[Shape labeling items]
** begin **
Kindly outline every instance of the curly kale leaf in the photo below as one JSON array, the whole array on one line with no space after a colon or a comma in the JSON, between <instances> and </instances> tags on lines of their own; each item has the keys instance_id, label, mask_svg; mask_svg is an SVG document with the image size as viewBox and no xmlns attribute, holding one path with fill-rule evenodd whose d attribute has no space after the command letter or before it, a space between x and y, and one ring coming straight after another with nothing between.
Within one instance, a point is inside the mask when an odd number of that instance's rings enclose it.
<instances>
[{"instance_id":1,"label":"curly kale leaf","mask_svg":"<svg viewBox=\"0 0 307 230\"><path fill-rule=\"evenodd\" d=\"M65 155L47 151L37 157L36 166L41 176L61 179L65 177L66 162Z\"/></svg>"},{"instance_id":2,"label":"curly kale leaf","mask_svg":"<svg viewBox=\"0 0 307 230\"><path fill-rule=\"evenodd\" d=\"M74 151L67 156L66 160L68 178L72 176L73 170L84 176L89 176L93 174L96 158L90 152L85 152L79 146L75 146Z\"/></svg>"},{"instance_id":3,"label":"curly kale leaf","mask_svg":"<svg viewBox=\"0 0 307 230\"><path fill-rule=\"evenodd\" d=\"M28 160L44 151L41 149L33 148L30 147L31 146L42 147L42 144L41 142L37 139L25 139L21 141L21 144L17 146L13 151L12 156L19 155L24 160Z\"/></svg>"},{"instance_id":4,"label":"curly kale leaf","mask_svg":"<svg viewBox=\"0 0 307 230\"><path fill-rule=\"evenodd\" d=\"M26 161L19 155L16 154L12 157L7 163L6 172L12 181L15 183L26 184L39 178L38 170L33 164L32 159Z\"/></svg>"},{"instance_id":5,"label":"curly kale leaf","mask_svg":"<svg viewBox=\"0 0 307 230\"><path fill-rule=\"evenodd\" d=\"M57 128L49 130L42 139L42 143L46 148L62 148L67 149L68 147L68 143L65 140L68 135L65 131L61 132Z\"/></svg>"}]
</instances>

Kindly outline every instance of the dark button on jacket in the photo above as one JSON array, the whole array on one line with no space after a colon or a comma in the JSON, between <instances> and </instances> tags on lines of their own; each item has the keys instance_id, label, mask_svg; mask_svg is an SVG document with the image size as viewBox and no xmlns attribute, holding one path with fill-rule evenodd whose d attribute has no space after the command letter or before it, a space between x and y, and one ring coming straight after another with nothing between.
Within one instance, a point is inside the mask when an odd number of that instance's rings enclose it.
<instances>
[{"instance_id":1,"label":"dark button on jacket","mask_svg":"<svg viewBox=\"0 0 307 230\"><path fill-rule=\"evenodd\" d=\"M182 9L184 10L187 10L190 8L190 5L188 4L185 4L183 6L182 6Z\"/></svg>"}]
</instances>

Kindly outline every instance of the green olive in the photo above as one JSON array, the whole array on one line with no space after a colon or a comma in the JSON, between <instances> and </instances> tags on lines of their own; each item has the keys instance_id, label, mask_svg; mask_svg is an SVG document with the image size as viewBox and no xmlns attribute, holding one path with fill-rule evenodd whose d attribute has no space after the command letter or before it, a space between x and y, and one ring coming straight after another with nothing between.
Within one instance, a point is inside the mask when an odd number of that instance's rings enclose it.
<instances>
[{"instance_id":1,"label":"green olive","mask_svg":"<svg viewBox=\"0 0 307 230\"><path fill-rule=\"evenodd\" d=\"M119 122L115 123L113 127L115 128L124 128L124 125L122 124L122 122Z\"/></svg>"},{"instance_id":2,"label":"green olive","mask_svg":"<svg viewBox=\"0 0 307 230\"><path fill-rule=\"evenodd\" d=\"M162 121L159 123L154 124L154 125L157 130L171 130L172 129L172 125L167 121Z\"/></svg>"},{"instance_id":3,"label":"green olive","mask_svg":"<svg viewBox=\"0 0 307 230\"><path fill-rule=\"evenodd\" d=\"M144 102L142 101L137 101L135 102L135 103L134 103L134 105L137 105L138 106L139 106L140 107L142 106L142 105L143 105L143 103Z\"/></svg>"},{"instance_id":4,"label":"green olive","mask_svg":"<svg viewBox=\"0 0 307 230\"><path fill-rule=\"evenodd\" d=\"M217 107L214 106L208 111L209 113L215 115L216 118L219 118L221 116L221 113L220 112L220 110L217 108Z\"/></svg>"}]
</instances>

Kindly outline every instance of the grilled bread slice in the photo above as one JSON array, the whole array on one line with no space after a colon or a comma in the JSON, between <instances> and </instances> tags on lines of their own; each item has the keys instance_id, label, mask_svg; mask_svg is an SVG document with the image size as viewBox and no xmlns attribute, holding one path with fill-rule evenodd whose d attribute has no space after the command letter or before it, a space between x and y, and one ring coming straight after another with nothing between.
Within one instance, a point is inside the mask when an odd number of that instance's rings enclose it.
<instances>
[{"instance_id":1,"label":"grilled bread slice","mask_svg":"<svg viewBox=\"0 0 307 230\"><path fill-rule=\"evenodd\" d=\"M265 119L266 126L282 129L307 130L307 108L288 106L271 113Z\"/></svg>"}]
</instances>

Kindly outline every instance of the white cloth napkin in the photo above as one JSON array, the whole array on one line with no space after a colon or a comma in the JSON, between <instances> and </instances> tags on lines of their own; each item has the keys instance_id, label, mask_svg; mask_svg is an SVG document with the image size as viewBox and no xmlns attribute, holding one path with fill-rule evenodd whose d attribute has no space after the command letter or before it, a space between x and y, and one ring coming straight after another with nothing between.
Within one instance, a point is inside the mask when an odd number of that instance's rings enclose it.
** end **
WHAT YOU SHOULD DO: Rewrite every item above so that "Kindly" becomes "Please" wherever it occurs, and leave everything else unchanged.

WRITTEN SOLUTION:
Please outline every instance of the curly kale leaf in the photo below as one JSON array, the whole array on one line with no space after a colon or a comma in the JSON, between <instances> and </instances> tags on lines of their own; each item has the keys instance_id, label, mask_svg; mask_svg is an SVG document with the image size as viewBox and no xmlns attribute, holding one path with fill-rule evenodd whose d attribute has no space after the command letter or before it, a space between x and y, and one ring coming straight after another with nothing between.
Within one instance, a point is inside the mask when an odd number of that instance's rings enclose it.
<instances>
[{"instance_id":1,"label":"curly kale leaf","mask_svg":"<svg viewBox=\"0 0 307 230\"><path fill-rule=\"evenodd\" d=\"M65 155L47 151L37 157L36 166L41 176L61 179L65 177L66 162Z\"/></svg>"},{"instance_id":2,"label":"curly kale leaf","mask_svg":"<svg viewBox=\"0 0 307 230\"><path fill-rule=\"evenodd\" d=\"M74 151L67 156L66 160L68 178L72 176L73 170L84 176L89 176L93 174L96 158L90 152L85 152L79 146L75 146Z\"/></svg>"},{"instance_id":3,"label":"curly kale leaf","mask_svg":"<svg viewBox=\"0 0 307 230\"><path fill-rule=\"evenodd\" d=\"M28 160L44 151L41 149L33 148L30 147L31 146L42 147L42 144L41 142L37 139L25 139L21 141L21 144L17 146L13 151L12 156L19 155L24 160Z\"/></svg>"},{"instance_id":4,"label":"curly kale leaf","mask_svg":"<svg viewBox=\"0 0 307 230\"><path fill-rule=\"evenodd\" d=\"M26 161L19 155L16 154L12 157L7 163L6 172L12 181L15 183L26 184L39 178L38 170L33 164L32 159Z\"/></svg>"},{"instance_id":5,"label":"curly kale leaf","mask_svg":"<svg viewBox=\"0 0 307 230\"><path fill-rule=\"evenodd\" d=\"M57 128L49 130L42 139L42 143L46 148L62 148L67 149L68 147L68 143L65 140L68 135L65 131L61 132Z\"/></svg>"}]
</instances>

Please outline every instance of the dark button on jacket in the photo above as one JSON array, the whole array on one line with no space after a colon or a comma in the JSON, between <instances> and </instances> tags on lines of their own; each item has the keys instance_id, label, mask_svg; mask_svg is an SVG document with the image size as viewBox and no xmlns attribute, holding one path with fill-rule evenodd whose d attribute has no space after the command letter or before it, a space between x and y, and one ring coming straight after another with nothing between.
Within one instance, a point is inside the mask when an odd number of that instance's rings enclose it.
<instances>
[{"instance_id":1,"label":"dark button on jacket","mask_svg":"<svg viewBox=\"0 0 307 230\"><path fill-rule=\"evenodd\" d=\"M182 9L184 10L187 10L190 8L190 5L188 4L185 4L183 6L182 6Z\"/></svg>"}]
</instances>

Please outline every instance of the green olive in the photo above as one JSON array, the whole array on one line with no space after a colon or a comma in the JSON, between <instances> and </instances> tags on lines of their own; each item has the keys instance_id, label, mask_svg; mask_svg is an SVG document with the image size as viewBox and no xmlns attribute, holding one path with fill-rule evenodd whose d attribute has no space after the command letter or before it, a space between x and y, and one ring coming straight after another with nothing between.
Within one instance, a point is inside the mask when an odd number of that instance's rings enclose it.
<instances>
[{"instance_id":1,"label":"green olive","mask_svg":"<svg viewBox=\"0 0 307 230\"><path fill-rule=\"evenodd\" d=\"M119 122L115 123L113 127L115 128L124 128L124 125L122 124L122 122Z\"/></svg>"},{"instance_id":2,"label":"green olive","mask_svg":"<svg viewBox=\"0 0 307 230\"><path fill-rule=\"evenodd\" d=\"M162 121L159 123L154 124L154 125L157 130L171 130L172 129L172 125L167 121Z\"/></svg>"},{"instance_id":3,"label":"green olive","mask_svg":"<svg viewBox=\"0 0 307 230\"><path fill-rule=\"evenodd\" d=\"M144 102L142 101L137 101L135 102L135 103L134 103L134 105L137 105L138 106L139 106L140 107L142 106L142 105L143 105L143 103Z\"/></svg>"},{"instance_id":4,"label":"green olive","mask_svg":"<svg viewBox=\"0 0 307 230\"><path fill-rule=\"evenodd\" d=\"M217 107L214 106L208 111L209 113L215 115L216 118L219 118L221 116L221 113L220 112L220 110L217 108Z\"/></svg>"}]
</instances>

Please outline every instance of the grilled bread slice in the photo above as one JSON array, the whole array on one line with no space after a colon or a comma in the JSON, between <instances> and </instances> tags on lines of their own; each item has the keys instance_id, label, mask_svg; mask_svg is an SVG document with the image size as viewBox and no xmlns attribute, holding one path with fill-rule evenodd whose d attribute has no space after the command letter or before it, a space between x and y, and one ring coming straight after another with nothing between.
Within one instance, a point is inside the mask when an odd number of that instance's rings enclose it.
<instances>
[{"instance_id":1,"label":"grilled bread slice","mask_svg":"<svg viewBox=\"0 0 307 230\"><path fill-rule=\"evenodd\" d=\"M265 119L266 126L282 129L307 130L307 108L288 106L271 113Z\"/></svg>"}]
</instances>

Please outline every instance of the white cloth napkin in the photo above as one JSON array, the whole array on one line with no space after a colon or a comma in the JSON, between <instances> and </instances> tags on lines of their own; each item has the keys instance_id, label, mask_svg; mask_svg is an SVG document with the image size as viewBox and no xmlns attribute, holding one path with fill-rule evenodd whose d attribute has no space after the command letter or before it, a space between x and y, and one ring coming straight after another with nothing between.
Within one instance, a point is inside the mask when an odd number of that instance's rings enclose it.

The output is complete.